• Goal of the exercise
The full listing needs to be output exactly.

• Available records

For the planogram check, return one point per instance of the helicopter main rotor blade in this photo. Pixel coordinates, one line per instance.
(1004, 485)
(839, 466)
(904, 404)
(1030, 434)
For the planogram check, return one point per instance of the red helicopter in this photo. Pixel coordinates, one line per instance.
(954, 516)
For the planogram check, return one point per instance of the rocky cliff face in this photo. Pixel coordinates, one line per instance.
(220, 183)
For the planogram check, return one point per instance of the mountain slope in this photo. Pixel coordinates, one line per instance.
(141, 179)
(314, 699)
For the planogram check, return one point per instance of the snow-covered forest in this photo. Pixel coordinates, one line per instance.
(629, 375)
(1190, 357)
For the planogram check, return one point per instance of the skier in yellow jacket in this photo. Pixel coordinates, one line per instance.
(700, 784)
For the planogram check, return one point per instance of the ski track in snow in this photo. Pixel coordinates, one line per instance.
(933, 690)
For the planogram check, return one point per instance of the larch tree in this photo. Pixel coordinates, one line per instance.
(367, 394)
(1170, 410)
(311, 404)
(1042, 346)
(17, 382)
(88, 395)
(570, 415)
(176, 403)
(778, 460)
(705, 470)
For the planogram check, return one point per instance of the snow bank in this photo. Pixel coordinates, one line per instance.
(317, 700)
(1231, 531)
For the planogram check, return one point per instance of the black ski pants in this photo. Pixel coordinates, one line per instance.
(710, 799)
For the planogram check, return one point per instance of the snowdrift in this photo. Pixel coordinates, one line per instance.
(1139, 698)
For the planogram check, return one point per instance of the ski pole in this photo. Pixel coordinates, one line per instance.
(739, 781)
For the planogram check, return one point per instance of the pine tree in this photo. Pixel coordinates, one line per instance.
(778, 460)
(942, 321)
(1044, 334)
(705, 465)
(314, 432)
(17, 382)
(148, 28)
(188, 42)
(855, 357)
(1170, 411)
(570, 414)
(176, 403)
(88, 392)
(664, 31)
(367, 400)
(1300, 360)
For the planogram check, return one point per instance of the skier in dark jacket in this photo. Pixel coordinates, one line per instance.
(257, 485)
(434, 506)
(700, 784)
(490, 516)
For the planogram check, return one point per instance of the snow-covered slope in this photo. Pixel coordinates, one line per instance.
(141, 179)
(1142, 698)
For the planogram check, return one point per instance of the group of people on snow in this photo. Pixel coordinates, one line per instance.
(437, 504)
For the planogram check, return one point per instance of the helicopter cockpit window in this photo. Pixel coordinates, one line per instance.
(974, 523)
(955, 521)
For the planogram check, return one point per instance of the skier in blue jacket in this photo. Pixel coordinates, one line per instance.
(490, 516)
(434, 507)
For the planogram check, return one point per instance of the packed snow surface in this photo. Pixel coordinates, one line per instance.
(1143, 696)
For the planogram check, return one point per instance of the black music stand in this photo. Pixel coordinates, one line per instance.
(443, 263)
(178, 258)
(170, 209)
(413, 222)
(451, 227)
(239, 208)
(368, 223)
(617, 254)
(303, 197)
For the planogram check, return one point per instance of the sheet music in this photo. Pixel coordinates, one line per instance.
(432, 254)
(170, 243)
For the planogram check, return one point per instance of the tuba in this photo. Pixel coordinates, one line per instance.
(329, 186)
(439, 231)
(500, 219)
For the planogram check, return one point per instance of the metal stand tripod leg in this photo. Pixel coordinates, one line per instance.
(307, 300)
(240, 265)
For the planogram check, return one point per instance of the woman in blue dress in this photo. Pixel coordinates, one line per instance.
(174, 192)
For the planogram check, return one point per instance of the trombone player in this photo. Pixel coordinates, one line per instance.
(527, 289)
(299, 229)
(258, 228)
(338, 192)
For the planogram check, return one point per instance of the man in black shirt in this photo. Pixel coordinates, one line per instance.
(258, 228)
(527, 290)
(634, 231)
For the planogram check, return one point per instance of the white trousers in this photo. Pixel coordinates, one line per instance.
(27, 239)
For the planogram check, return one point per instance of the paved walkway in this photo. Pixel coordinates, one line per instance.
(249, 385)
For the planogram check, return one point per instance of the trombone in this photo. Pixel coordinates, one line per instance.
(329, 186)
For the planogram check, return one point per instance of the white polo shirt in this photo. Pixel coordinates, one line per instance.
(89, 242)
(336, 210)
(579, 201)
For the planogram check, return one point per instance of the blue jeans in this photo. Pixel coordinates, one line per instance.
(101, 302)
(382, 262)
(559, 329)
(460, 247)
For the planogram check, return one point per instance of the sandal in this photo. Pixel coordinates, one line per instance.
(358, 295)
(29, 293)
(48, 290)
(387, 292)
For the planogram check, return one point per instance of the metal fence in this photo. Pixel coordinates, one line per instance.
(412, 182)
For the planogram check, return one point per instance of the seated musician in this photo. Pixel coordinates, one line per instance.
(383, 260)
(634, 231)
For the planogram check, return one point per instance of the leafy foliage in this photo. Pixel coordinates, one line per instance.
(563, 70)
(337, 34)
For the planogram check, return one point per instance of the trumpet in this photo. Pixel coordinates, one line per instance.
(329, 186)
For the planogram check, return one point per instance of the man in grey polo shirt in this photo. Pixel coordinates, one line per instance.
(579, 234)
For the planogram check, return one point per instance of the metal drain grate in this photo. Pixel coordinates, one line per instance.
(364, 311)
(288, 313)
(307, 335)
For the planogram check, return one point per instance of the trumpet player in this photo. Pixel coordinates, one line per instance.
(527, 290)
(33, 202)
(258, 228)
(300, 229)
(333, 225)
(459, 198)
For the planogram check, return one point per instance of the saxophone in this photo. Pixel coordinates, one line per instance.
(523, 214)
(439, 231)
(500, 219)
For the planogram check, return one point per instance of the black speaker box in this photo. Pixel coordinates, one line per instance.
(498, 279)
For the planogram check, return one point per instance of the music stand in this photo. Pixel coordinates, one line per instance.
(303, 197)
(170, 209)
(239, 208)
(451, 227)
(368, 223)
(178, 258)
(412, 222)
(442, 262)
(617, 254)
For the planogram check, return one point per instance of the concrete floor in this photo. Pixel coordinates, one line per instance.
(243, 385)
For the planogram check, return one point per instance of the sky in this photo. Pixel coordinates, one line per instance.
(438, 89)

• Solution to this task
For the planogram check, return one point per instance of the helicopter main rotor blade in this photo. Pixel coordinates, one line per instance.
(1004, 485)
(839, 466)
(904, 404)
(1030, 434)
For the planogram check, return one point per instance of the red helicopter in this photo. Pixel coordinates, one line per instance.
(954, 516)
For the planogram check, return one point per instance of the rocky cliff face in this photo. Pixel coordinates, one line per instance.
(220, 183)
For the planogram check, return one point per instance of the mountain slope in this photo. Pixel coordinates, one line per instance.
(141, 179)
(314, 699)
For the planogram check, return one point per instance of the snow-covered forest in this photo. Pixel coordinates, one line per instance.
(629, 375)
(1190, 357)
For the planogram check, return one point per instance of the skier in yellow jacket in this photo. Pixel coordinates, one line per instance.
(700, 784)
For the planogram check, return one point per instance of the ski track in snow in this photo. Pixel coordinates, one line per instance.
(933, 690)
For the planogram check, return one point per instance of the larch tree in this photo. Pixel coordinates, one line per instance.
(367, 394)
(1170, 410)
(311, 404)
(1042, 346)
(17, 382)
(88, 395)
(570, 415)
(176, 403)
(778, 460)
(705, 470)
For the planogram check, return one point per instance of the snow bank in this photo. Pixel coordinates, one line per instance.
(317, 700)
(1231, 531)
For the planogram check, return one point per instance of the black ski pants in this photo. Pixel coordinates, one line per instance.
(710, 799)
For the planogram check, return one point per instance of the snowdrift in this photo. Pixel coordinates, one line per instance.
(1139, 698)
For the planogram check, return one point per instance of the ski pole in this photo. Pixel coordinates, one line per instance.
(739, 781)
For the planogram check, return one point per instance of the pine tree in this photo. Pixel coordinates, one line per instance.
(778, 460)
(942, 321)
(1044, 334)
(705, 465)
(314, 432)
(17, 382)
(148, 28)
(188, 42)
(855, 357)
(1170, 411)
(570, 414)
(176, 403)
(88, 392)
(664, 31)
(367, 400)
(1300, 360)
For the planogram check, return one point per instance of the skier in dark jacket in this photo. Pixel coordinates, one line per instance.
(257, 485)
(434, 506)
(700, 784)
(490, 516)
For the planogram check, return one point per instance of the snow-covered slope in this photo. Pixel coordinates, one line per instance.
(141, 179)
(1142, 698)
For the planogram check, return one point per instance of the group of people on snow in this photo. Pixel coordinates, one line per instance.
(437, 504)
For the planogram check, return one point per instance of the helicopter cockpit window in this photo. Pixel coordinates, one line per instance.
(974, 523)
(955, 521)
For the planogram check, return one point per instance of the skier in blue jacket in this photo. Pixel coordinates, one line per instance.
(490, 516)
(434, 507)
For the planogram check, return one point per instance of the packed snow surface in this photo. Pixel coordinates, one line per instance.
(1143, 696)
For the planogram check, return one point per instance of the black music stand in this photo. Pixel coordinates, one line per instance.
(443, 263)
(178, 258)
(170, 209)
(413, 222)
(451, 227)
(239, 208)
(368, 223)
(617, 254)
(303, 197)
For the planogram check, return one point per instance of the sheet music in this photo. Pixel coordinates, one line per instance.
(432, 254)
(170, 243)
For the planogram check, return one point per instance of the tuba in this photo. Pixel coordinates, one line per instance.
(329, 186)
(439, 231)
(500, 219)
For the planogram check, return one point per instance of the metal stand tripod leg in this photo. Pixel coordinates, one line per instance.
(307, 300)
(240, 265)
For the planogram check, return one point per instance of the woman in blue dress in this photo. Pixel coordinates, one line per instance.
(174, 192)
For the planogram check, return one point per instance of the trombone player in this photo. Pixel coordinates, one line per instance.
(527, 289)
(299, 229)
(258, 228)
(338, 192)
For the planogram check, return one point per instance of the man in black shirt in this photo. Pixel coordinates, one line per instance.
(258, 228)
(527, 290)
(634, 231)
For the planogram check, return one point per instance of the white trousers in this photo. Pixel coordinates, one line per instance.
(27, 239)
For the planogram check, return one point per instance of the paved walkway in this photo. Pixel coordinates, one line per instance.
(249, 385)
For the planogram check, return one point per instance of the trombone in this photo. Pixel coordinates, one line per instance.
(329, 186)
For the planogram check, return one point per instance of the white polo shirt in this photo. Pixel coordinates, one line per instance.
(89, 242)
(336, 210)
(579, 201)
For the planogram check, return one point per instance of the blue jeans in this photo. Pixel coordinates, one line per instance.
(101, 302)
(382, 262)
(559, 329)
(460, 247)
For the planogram check, return one point per instance of the sandal in this photo. Pixel coordinates, one line per instance.
(358, 295)
(29, 293)
(48, 290)
(387, 292)
For the planogram check, return one point per instance of the metal fence in this photo. Pixel coordinates, one line per instance.
(412, 182)
For the planogram check, return one point per instance of the seated musician in this photo. Pixel coordinates, one line per instance.
(383, 260)
(634, 231)
For the planogram check, return one point per instance of the leafy foliage in this photo. Pixel coordinates, one line per instance.
(563, 70)
(337, 34)
For the planogram check, return one point per instance of the trumpet in this photo. Pixel coordinates, one line per instance.
(329, 186)
For the planogram check, return one point per instance of the man in grey polo shirt in this photo. Pixel coordinates, one line per instance.
(579, 234)
For the planogram check, return one point per instance of the metal drain grate in this photo. Pixel coordinates, one line per instance.
(364, 311)
(288, 313)
(307, 335)
For the planogram check, return one point per instance of the trumpet player in this photo. Pixel coordinates, one line per instance.
(527, 290)
(33, 202)
(258, 228)
(300, 229)
(333, 225)
(459, 198)
For the planogram check, return one point per instance of the saxophone in this photo. Pixel coordinates, one line per instance.
(523, 214)
(439, 231)
(500, 219)
For the planogram check, return one point per instance of the black speaker box in this photo. Pixel coordinates, one line per instance.
(498, 279)
For the planogram check, return one point per instance of the music stand in this photo. Pixel coordinates, one line per instance.
(303, 197)
(170, 209)
(239, 208)
(451, 227)
(368, 223)
(178, 258)
(412, 222)
(442, 262)
(617, 254)
For the planogram check, return one point per instance of the concrete floor in this photo. Pixel coordinates, one line per instance.
(243, 385)
For the planogram check, return one point per instance of the sky in this photo. Pixel coordinates, one line per instance.
(438, 89)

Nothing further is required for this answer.